> **OBJECTIVE**
Convert the lines below into a numbered list, starting with the line that contains "Wildlife camera trigger: the trail-cam image above contains cake" and running through the line that contains "67, 360, 350, 424", both included. Leave out any blank lines and include no other lines.

** start of DATASET **

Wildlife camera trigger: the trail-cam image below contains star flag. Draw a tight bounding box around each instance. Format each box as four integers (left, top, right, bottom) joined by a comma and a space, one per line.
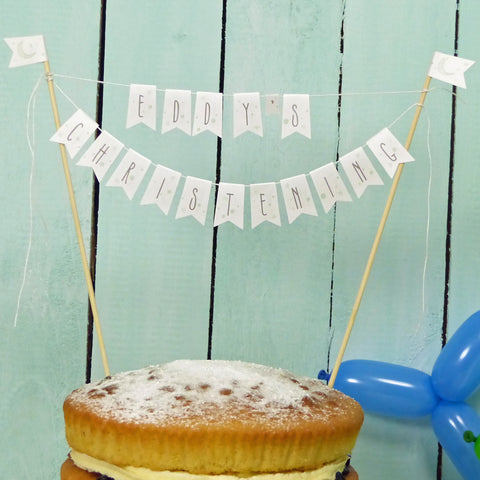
428, 52, 475, 88
4, 35, 48, 68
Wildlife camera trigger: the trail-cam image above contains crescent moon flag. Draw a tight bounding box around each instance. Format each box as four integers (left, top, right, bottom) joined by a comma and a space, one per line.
428, 52, 475, 88
4, 35, 48, 68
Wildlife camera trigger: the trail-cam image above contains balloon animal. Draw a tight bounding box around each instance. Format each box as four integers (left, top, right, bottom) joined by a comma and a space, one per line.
318, 311, 480, 480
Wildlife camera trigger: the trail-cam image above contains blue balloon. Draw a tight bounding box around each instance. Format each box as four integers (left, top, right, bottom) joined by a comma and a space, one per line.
432, 311, 480, 402
334, 360, 438, 416
432, 401, 480, 480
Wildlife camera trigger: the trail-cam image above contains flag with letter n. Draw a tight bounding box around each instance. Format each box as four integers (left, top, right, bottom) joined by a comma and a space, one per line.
280, 174, 317, 223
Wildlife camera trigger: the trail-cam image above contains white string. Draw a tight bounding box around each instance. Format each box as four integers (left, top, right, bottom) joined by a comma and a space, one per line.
13, 75, 44, 327
53, 73, 434, 97
50, 78, 424, 187
422, 110, 433, 313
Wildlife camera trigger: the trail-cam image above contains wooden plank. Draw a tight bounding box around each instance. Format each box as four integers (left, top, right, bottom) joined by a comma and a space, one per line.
0, 1, 99, 479
443, 2, 480, 479
213, 1, 342, 376
94, 0, 222, 376
333, 1, 455, 478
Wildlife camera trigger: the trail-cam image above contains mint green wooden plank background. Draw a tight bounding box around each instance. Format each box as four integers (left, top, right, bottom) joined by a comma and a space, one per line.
0, 0, 480, 480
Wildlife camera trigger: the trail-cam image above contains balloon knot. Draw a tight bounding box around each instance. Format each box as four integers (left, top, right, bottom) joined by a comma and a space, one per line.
317, 370, 331, 382
463, 430, 477, 443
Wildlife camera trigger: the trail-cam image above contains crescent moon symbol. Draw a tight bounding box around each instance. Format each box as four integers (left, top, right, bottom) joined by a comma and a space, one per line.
17, 40, 37, 59
437, 57, 456, 75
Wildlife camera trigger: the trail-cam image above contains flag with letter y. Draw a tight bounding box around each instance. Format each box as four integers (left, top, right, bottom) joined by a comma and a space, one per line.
5, 35, 48, 68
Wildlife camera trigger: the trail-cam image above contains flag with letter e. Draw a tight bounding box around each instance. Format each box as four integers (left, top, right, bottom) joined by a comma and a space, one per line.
5, 35, 48, 68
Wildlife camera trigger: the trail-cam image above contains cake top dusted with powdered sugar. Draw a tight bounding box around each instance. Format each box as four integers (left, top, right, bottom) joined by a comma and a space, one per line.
67, 360, 350, 424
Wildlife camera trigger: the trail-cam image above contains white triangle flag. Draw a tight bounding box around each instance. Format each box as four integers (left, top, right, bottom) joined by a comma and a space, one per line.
140, 165, 182, 215
77, 130, 123, 182
233, 92, 263, 137
126, 84, 157, 130
213, 182, 245, 230
428, 52, 475, 88
367, 128, 415, 178
162, 90, 192, 135
192, 92, 223, 137
280, 174, 318, 223
107, 149, 151, 200
175, 177, 212, 225
50, 110, 98, 158
340, 147, 383, 198
4, 35, 48, 68
310, 163, 352, 213
250, 182, 282, 228
282, 94, 311, 138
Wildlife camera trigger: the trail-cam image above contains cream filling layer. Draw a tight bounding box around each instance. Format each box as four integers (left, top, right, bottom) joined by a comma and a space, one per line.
70, 450, 347, 480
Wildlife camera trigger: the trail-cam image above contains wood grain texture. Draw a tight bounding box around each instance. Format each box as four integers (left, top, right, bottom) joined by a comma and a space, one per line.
0, 0, 480, 480
0, 1, 99, 480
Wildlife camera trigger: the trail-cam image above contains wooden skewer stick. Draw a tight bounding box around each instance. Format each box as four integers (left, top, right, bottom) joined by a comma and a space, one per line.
43, 60, 110, 377
328, 76, 432, 387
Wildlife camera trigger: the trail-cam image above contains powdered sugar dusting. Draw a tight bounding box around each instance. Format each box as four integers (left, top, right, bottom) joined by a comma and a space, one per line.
70, 360, 344, 423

** end of DATASET **

> **RESULT OF THIS EXERCISE**
1. Wildlife camera trigger: the trail-cam image above contains cake top dusted with powdered sugar. Draw a tight bounding box around each instance. Format each box as four integers (left, top, right, bottom) joined by a comma and a space, one per line.
2. 67, 360, 350, 424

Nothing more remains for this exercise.